*DIRECTIONS*. The data below is to be set down again exactly as written.

*Records contained in a dataset*.

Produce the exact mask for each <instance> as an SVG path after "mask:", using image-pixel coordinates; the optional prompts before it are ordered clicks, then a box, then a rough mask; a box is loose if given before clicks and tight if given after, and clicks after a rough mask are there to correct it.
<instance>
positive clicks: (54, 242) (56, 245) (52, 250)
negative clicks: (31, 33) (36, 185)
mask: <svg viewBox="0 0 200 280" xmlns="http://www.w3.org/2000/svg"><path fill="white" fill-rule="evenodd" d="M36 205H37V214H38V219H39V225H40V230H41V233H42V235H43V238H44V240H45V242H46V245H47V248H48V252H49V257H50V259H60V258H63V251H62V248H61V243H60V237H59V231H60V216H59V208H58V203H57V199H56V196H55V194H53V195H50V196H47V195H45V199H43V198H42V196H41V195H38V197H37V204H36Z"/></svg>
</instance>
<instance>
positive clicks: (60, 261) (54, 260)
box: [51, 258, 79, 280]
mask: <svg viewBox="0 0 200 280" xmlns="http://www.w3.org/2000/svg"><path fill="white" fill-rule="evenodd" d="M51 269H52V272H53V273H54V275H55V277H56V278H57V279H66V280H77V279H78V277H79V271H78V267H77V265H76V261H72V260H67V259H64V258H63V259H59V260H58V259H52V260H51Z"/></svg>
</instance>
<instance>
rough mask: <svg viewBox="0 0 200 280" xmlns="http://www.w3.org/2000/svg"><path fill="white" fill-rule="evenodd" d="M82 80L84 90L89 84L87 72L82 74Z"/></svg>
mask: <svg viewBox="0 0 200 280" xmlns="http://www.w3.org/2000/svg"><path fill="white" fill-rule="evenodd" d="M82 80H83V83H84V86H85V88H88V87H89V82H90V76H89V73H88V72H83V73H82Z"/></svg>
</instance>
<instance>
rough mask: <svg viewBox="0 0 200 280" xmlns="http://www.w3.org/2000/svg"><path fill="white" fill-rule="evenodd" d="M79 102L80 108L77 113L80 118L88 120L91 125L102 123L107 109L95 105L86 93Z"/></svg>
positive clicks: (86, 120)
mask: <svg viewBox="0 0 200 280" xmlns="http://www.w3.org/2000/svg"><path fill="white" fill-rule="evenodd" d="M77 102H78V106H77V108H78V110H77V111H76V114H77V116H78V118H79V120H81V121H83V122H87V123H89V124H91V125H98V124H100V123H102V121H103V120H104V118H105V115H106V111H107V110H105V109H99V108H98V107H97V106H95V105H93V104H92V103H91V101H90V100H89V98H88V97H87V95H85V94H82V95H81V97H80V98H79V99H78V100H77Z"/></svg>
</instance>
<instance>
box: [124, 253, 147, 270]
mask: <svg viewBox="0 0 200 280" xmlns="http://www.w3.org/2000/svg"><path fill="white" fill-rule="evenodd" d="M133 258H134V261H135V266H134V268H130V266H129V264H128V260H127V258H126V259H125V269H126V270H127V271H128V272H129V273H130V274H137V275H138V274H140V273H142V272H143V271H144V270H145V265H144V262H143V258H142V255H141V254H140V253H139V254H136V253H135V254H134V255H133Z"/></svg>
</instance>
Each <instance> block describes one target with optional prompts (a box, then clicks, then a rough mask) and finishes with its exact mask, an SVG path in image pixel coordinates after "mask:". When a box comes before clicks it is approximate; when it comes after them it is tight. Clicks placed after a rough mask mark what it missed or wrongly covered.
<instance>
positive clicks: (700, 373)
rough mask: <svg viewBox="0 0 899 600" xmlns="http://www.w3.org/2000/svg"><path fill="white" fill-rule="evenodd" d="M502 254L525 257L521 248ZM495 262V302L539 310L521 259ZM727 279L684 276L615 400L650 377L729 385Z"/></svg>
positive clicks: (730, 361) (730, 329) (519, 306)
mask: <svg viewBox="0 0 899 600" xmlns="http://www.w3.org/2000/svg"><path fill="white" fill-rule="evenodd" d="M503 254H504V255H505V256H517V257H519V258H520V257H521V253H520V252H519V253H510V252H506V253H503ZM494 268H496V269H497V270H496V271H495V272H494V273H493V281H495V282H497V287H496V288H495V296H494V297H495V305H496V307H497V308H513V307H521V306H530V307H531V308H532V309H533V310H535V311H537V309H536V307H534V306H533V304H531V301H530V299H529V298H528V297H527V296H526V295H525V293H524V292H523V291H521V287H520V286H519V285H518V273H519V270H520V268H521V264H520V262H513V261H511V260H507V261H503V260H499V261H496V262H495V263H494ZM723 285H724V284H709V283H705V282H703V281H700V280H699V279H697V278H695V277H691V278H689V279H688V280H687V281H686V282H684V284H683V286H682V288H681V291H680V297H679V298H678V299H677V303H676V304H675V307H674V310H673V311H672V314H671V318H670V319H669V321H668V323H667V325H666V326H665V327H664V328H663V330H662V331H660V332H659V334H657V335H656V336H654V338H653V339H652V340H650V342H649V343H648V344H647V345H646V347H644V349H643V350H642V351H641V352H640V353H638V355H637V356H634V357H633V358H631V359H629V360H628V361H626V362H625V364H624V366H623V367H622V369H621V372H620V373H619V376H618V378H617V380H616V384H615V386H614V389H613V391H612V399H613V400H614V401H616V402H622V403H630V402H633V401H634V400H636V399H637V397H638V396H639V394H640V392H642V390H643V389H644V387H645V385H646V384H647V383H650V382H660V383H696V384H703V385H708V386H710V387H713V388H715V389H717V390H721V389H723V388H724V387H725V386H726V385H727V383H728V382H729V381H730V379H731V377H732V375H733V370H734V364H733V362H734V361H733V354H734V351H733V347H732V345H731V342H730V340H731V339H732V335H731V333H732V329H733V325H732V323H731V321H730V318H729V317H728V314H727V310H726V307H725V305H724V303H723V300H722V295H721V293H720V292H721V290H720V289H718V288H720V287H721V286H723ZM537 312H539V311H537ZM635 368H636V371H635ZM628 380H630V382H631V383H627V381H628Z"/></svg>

*TASK OUTPUT*.
Produce the exact mask for each <instance> as an SVG path after "mask:", using image-pixel coordinates; the optional prompts before it are ordered clicks, then a box, then a rough mask; a box is loose if given before clicks and tight if given after, and clicks after a rough mask are there to correct it.
<instance>
positive clicks: (54, 242) (56, 245) (52, 250)
negative clicks: (31, 33) (36, 185)
mask: <svg viewBox="0 0 200 280" xmlns="http://www.w3.org/2000/svg"><path fill="white" fill-rule="evenodd" d="M36 205H37V214H38V219H39V225H40V230H41V233H42V235H43V238H44V240H45V242H46V245H47V248H48V252H49V257H50V259H60V258H63V251H62V248H61V243H60V237H59V231H60V216H59V208H58V203H57V199H56V196H55V194H53V195H50V196H47V195H45V199H43V198H42V196H41V195H38V197H37V204H36Z"/></svg>
</instance>
<instance>
positive clicks: (60, 261) (54, 260)
box: [51, 258, 79, 280]
mask: <svg viewBox="0 0 200 280" xmlns="http://www.w3.org/2000/svg"><path fill="white" fill-rule="evenodd" d="M51 269H52V272H53V273H54V275H55V277H56V278H57V279H66V280H77V279H78V277H79V271H78V267H77V265H76V261H72V260H67V259H64V258H63V259H59V260H58V259H52V260H51Z"/></svg>
</instance>
<instance>
rough mask: <svg viewBox="0 0 200 280" xmlns="http://www.w3.org/2000/svg"><path fill="white" fill-rule="evenodd" d="M82 80L84 90L89 84L87 72L82 74Z"/></svg>
mask: <svg viewBox="0 0 200 280" xmlns="http://www.w3.org/2000/svg"><path fill="white" fill-rule="evenodd" d="M82 80H83V83H84V86H85V88H88V87H89V82H90V76H89V73H88V72H83V73H82Z"/></svg>
</instance>
<instance>
rough mask: <svg viewBox="0 0 200 280" xmlns="http://www.w3.org/2000/svg"><path fill="white" fill-rule="evenodd" d="M79 102L80 108L77 113L80 118L88 120L91 125L102 123L107 109L95 105L86 93Z"/></svg>
positive clicks: (86, 120)
mask: <svg viewBox="0 0 200 280" xmlns="http://www.w3.org/2000/svg"><path fill="white" fill-rule="evenodd" d="M77 102H78V106H77V108H78V110H77V111H76V114H77V116H78V118H79V120H81V121H83V122H87V123H89V124H91V125H98V124H100V123H102V121H103V120H104V118H105V115H106V111H107V110H105V109H99V108H98V107H97V106H95V105H93V104H92V103H91V101H90V100H89V98H88V97H87V95H85V94H82V95H81V97H80V98H79V99H78V100H77Z"/></svg>
</instance>
<instance>
box: [124, 253, 147, 270]
mask: <svg viewBox="0 0 200 280" xmlns="http://www.w3.org/2000/svg"><path fill="white" fill-rule="evenodd" d="M133 258H134V261H135V266H134V268H130V266H129V264H128V260H127V258H126V259H125V269H126V270H127V271H128V272H129V273H130V274H137V275H138V274H140V273H142V272H143V271H144V270H145V265H144V262H143V258H142V255H141V254H140V253H139V254H136V253H135V254H134V255H133Z"/></svg>
</instance>
Each <instance> block describes one target with optional prompts (a box, then clicks, then a rough mask) and finishes with its exact mask, an SVG path in image pixel coordinates after "mask:". When a box comes before clicks it is approximate; when it comes after them it is tight. Clicks placed after a rough mask mark what it missed or wrongly covered.
<instance>
positive clicks: (700, 373)
rough mask: <svg viewBox="0 0 899 600" xmlns="http://www.w3.org/2000/svg"><path fill="white" fill-rule="evenodd" d="M502 254L525 257L521 248ZM495 262V302L539 310L521 259ZM727 279L684 276L615 400L650 377L729 385Z"/></svg>
positive clicks: (730, 361) (730, 329) (519, 306)
mask: <svg viewBox="0 0 899 600" xmlns="http://www.w3.org/2000/svg"><path fill="white" fill-rule="evenodd" d="M503 254H504V255H505V256H517V257H519V258H520V257H521V253H520V252H519V253H510V252H506V253H503ZM494 268H496V269H497V270H496V271H495V272H494V273H493V281H495V282H497V287H496V288H495V296H494V297H495V305H496V307H497V308H513V307H521V306H530V307H531V308H532V309H533V310H535V311H537V309H536V307H534V306H533V304H531V301H530V299H529V298H528V297H527V296H526V295H525V293H524V292H523V291H521V287H520V286H519V285H518V273H519V270H520V268H521V264H520V262H513V261H511V260H507V261H503V260H499V261H496V262H495V263H494ZM723 285H724V284H709V283H705V282H703V281H700V280H699V279H697V278H695V277H691V278H689V279H688V280H687V281H686V282H684V284H683V286H682V288H681V291H680V297H679V298H678V299H677V303H676V304H675V307H674V310H673V311H672V314H671V318H670V319H669V321H668V323H667V325H666V326H665V327H664V328H663V330H662V331H660V332H659V334H657V335H656V336H654V338H653V339H652V340H650V342H649V343H648V344H647V345H646V347H644V349H643V350H642V351H641V352H640V353H638V355H637V356H634V357H633V358H631V359H629V360H628V361H626V362H625V364H624V366H623V367H622V369H621V372H620V373H619V376H618V378H617V380H616V384H615V386H614V389H613V391H612V399H613V400H614V401H616V402H622V403H630V402H633V401H634V400H636V399H637V397H638V396H639V394H640V392H642V390H643V389H644V387H645V385H646V384H647V383H650V382H660V383H696V384H703V385H708V386H710V387H713V388H715V389H717V390H721V389H723V388H724V387H725V386H726V385H727V383H728V382H729V381H730V379H731V377H732V375H733V370H734V364H733V362H734V361H733V354H734V351H733V347H732V345H731V342H730V340H731V339H732V335H731V333H732V329H733V325H732V323H731V321H730V318H729V317H728V314H727V310H726V307H725V305H724V303H723V300H722V295H721V293H720V292H721V290H720V289H718V288H720V287H721V286H723ZM537 312H539V311H537ZM635 368H636V371H635ZM628 380H630V382H631V383H627V381H628Z"/></svg>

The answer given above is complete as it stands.